== DATASET RECORDS

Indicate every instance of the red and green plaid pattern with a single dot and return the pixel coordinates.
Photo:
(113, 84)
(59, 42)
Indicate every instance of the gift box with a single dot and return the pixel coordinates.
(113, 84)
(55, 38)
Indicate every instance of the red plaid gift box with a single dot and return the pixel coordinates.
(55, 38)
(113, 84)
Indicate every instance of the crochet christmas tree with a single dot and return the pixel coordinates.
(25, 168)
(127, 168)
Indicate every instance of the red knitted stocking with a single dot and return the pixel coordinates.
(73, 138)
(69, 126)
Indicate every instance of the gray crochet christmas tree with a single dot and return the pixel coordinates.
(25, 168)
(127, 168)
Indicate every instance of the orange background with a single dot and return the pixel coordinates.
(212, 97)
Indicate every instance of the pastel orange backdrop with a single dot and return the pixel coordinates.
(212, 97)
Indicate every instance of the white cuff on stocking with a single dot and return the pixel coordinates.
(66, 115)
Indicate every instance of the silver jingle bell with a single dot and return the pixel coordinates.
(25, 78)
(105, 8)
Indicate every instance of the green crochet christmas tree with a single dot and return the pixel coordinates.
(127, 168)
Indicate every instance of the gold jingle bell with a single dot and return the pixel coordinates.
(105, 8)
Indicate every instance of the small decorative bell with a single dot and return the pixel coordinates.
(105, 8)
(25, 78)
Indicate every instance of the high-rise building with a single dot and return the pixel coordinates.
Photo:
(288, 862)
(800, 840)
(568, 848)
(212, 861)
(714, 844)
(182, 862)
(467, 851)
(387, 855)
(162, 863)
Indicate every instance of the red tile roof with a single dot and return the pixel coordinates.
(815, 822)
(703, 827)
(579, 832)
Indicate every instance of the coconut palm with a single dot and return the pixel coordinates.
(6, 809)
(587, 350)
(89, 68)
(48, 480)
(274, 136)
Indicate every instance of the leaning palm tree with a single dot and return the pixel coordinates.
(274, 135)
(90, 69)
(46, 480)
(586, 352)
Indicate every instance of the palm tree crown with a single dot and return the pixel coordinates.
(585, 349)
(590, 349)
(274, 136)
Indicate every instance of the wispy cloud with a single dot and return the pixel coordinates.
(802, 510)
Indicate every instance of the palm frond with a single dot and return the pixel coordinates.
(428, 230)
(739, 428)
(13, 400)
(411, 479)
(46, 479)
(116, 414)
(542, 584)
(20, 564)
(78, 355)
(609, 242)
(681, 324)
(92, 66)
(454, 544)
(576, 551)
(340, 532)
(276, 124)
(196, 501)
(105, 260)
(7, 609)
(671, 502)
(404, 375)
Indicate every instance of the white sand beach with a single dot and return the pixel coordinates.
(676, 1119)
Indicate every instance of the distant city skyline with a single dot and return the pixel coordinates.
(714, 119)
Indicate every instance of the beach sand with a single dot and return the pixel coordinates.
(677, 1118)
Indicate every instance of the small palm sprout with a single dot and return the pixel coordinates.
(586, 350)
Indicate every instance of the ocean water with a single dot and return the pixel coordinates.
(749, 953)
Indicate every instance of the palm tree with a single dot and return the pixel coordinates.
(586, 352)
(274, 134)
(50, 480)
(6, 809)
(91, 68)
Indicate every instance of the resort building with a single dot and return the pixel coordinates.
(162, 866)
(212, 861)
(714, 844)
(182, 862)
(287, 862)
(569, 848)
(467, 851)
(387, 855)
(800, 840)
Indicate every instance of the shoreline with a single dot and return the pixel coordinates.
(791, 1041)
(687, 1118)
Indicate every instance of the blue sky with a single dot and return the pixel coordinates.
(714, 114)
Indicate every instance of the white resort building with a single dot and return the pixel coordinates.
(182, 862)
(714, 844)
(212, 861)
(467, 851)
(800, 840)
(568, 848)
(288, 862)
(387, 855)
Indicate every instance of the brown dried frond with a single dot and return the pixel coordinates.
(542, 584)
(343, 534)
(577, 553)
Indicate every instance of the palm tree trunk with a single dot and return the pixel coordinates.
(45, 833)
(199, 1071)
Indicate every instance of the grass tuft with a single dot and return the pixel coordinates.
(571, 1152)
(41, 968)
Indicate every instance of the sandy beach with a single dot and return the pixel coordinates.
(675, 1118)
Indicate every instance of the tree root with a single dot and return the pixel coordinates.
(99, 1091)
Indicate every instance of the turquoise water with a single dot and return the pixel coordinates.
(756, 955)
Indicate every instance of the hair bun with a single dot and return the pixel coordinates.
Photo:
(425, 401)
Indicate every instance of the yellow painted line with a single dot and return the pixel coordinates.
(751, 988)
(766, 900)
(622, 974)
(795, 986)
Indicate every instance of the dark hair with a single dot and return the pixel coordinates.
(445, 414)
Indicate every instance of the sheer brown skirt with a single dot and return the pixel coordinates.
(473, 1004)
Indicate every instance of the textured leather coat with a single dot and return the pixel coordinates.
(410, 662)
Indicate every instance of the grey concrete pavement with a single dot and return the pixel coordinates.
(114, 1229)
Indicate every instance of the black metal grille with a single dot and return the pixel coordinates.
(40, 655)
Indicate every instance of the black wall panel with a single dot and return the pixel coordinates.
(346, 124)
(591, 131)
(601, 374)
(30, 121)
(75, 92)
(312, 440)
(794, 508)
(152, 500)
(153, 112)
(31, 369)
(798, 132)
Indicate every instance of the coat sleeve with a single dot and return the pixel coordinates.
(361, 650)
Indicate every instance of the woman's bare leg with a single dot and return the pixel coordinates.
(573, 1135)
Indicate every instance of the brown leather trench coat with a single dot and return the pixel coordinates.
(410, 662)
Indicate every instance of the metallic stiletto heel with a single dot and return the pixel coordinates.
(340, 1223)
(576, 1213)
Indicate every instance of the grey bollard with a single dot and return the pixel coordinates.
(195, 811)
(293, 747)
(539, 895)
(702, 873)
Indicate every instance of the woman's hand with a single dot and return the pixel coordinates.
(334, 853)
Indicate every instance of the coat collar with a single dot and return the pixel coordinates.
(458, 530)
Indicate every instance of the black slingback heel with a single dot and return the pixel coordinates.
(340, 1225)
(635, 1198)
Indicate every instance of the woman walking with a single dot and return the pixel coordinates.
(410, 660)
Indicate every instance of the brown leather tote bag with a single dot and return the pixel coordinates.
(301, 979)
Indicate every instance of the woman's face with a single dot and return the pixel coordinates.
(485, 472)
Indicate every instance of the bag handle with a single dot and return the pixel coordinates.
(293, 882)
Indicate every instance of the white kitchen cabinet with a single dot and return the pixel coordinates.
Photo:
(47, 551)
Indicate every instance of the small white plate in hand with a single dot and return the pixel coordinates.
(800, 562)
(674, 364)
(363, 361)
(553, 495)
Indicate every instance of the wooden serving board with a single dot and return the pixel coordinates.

====

WHAT IS BEING ASKED ->
Print all the data exactly.

WRITTEN ANSWER ->
Indicate every instance of the red and green plaid pattern with a single dot and return the pixel coordinates.
Photo:
(113, 84)
(59, 42)
Indicate every instance of the gift box with a single dot and return the pixel coordinates.
(113, 84)
(55, 38)
Indicate every instance of the red plaid gift box with a single dot and return the pixel coordinates.
(55, 38)
(113, 84)
Indicate every instance of the crochet christmas tree with a single dot and return the pixel coordinates.
(25, 168)
(127, 168)
Indicate every instance of the red knitted stocking with a single dot and return the pixel coordinates.
(73, 138)
(69, 126)
Indicate every instance of the gray crochet christmas tree with a single dot and return the pixel coordinates.
(25, 168)
(127, 168)
Indicate every instance of the orange background with a single dot and return the pixel coordinates.
(212, 97)
Indicate every instance of the pastel orange backdrop with a single dot and return the pixel coordinates.
(212, 97)
Indicate every instance of the white cuff on stocking with a single dot and return the pixel coordinates.
(66, 115)
Indicate every instance of the silver jingle bell with a single dot and return the pixel coordinates.
(25, 78)
(105, 8)
Indicate every instance of the green crochet christmas tree with a single dot and return the pixel coordinates.
(127, 168)
Indicate every instance of the gold jingle bell with a single dot and return the pixel coordinates.
(105, 8)
Indicate every instance of the small decorative bell with a single dot and return the pixel coordinates.
(105, 8)
(25, 78)
Indicate every instance of the high-rise building with a single dot and return the pixel coordinates.
Photo:
(288, 862)
(800, 840)
(568, 848)
(212, 861)
(714, 844)
(182, 862)
(467, 851)
(387, 855)
(162, 863)
Indicate every instance of the red tile roof with a single dot and return the pixel coordinates.
(815, 822)
(703, 827)
(579, 832)
Indicate every instance of the coconut palm with a single dot and return the pixel coordinates.
(6, 809)
(587, 350)
(89, 68)
(48, 480)
(274, 136)
Indicate every instance of the leaning palm tree with a single dot and return the pixel coordinates.
(274, 135)
(90, 69)
(46, 480)
(586, 352)
Indicate every instance of the palm tree crown with a single dot and return the pixel coordinates.
(585, 349)
(590, 349)
(274, 136)
Indicate every instance of the wispy cloud with a single dot and return the pixel coordinates.
(802, 510)
Indicate every instance of the palm frond with a single dot and return the pixel coordinates.
(428, 230)
(739, 428)
(13, 400)
(411, 479)
(46, 479)
(116, 414)
(542, 584)
(20, 564)
(78, 355)
(609, 242)
(681, 324)
(92, 66)
(454, 544)
(576, 551)
(340, 532)
(276, 124)
(196, 501)
(105, 260)
(7, 609)
(671, 502)
(404, 375)
Indicate every instance of the white sand beach with a single dot and return the pixel coordinates.
(676, 1119)
Indicate every instance of the distant city skyline with a single dot and return the pixel coordinates.
(714, 119)
Indicate every instance of the beach sand with a single dot and return the pixel coordinates.
(677, 1118)
Indicate every instance of the small palm sprout with a single dot and return the pixel coordinates.
(586, 350)
Indicate every instance of the ocean water with a single dot and return the pixel coordinates.
(749, 953)
Indicate every instance of the palm tree with a single dot and return the pixel coordinates.
(586, 352)
(274, 134)
(50, 480)
(6, 809)
(91, 68)
Indicate every instance of the resort building with a single dot and return the pixel coordinates.
(162, 866)
(212, 861)
(714, 844)
(182, 862)
(287, 862)
(569, 848)
(467, 851)
(387, 855)
(800, 840)
Indicate every instance of the shoreline with a single dot and return the pixel coordinates.
(791, 1041)
(687, 1118)
Indicate every instance of the blue sky with a single dot and return the pixel coordinates.
(714, 114)
Indicate every instance of the white resort building with a single dot and return the pixel coordinates.
(182, 862)
(714, 844)
(212, 861)
(467, 851)
(800, 840)
(568, 848)
(288, 862)
(387, 855)
Indicate every instance of the brown dried frond with a single dot and return the pixel coordinates.
(542, 584)
(343, 534)
(577, 553)
Indicate every instance of the palm tree trunk with a single dot and return the pixel coordinates.
(45, 833)
(199, 1071)
Indicate every instance of the grass tuft with a single dot and return the pixel coordinates.
(571, 1152)
(41, 968)
Indicate every instance of the sandy beach with a single dot and return the pixel coordinates.
(675, 1118)
Indicate every instance of the tree root with a single dot and return the pixel coordinates.
(99, 1091)
Indicate every instance of the turquoise water with a single dot and return the pixel coordinates.
(756, 955)
Indicate every instance of the hair bun with a single dot and return the pixel coordinates.
Photo:
(425, 401)
Indicate every instance of the yellow painted line with a single dot and return the pixel coordinates.
(751, 988)
(766, 900)
(622, 974)
(795, 986)
Indicate every instance of the dark hair with a single dot and return the pixel coordinates.
(445, 414)
Indicate every instance of the sheer brown skirt with a single dot and return the pixel coordinates.
(473, 1004)
Indicate every instance of the textured leather coat with a single dot and return the pixel coordinates.
(410, 662)
Indicate every instance of the grey concrete pavement with a single dot and return the pixel coordinates.
(114, 1229)
Indicate every instance of the black metal grille with a single dot and return the pixel coordinates.
(40, 655)
Indicate every instance of the black wall panel with a single dot and return the pixel coordinates.
(346, 124)
(591, 131)
(601, 374)
(30, 121)
(75, 92)
(312, 440)
(794, 508)
(152, 500)
(153, 112)
(31, 369)
(798, 132)
Indicate every instance of the coat sleeve with a single dot and return the pixel coordinates.
(361, 650)
Indicate every instance of the woman's bare leg with a single dot and return the pixel coordinates.
(573, 1135)
Indicate every instance of the brown leather trench coat with a single dot and return the pixel coordinates.
(410, 662)
Indicate every instance of the metallic stiletto heel with a single dot and return the pixel coordinates.
(340, 1223)
(576, 1213)
Indicate every instance of the grey bollard with a single dot and return the pixel coordinates.
(195, 811)
(293, 747)
(539, 895)
(702, 873)
Indicate every instance of the woman's hand with a single dot and return the pixel coordinates.
(334, 853)
Indicate every instance of the coat collar with a single dot and return the pixel coordinates.
(458, 530)
Indicate every instance of the black slingback heel with a single dot and return the pixel coordinates.
(340, 1225)
(635, 1198)
Indicate every instance of the woman walking with a single dot and return the pixel coordinates.
(410, 660)
Indicate every instance of the brown leather tote bag with a single dot and return the pixel coordinates.
(301, 979)
Indicate every instance of the woman's face with a single dot and return the pixel coordinates.
(485, 472)
Indicate every instance of the bag handle with a single dot and return the pixel coordinates.
(293, 882)
Indicate every instance of the white kitchen cabinet with a single dot and return the pixel coordinates.
Photo:
(47, 551)
Indicate every instance of the small white plate in hand with a single dot and return the pixel coordinates.
(800, 562)
(674, 364)
(363, 361)
(553, 495)
Indicate every instance of the wooden serving board with a single dot and return the pixel coordinates.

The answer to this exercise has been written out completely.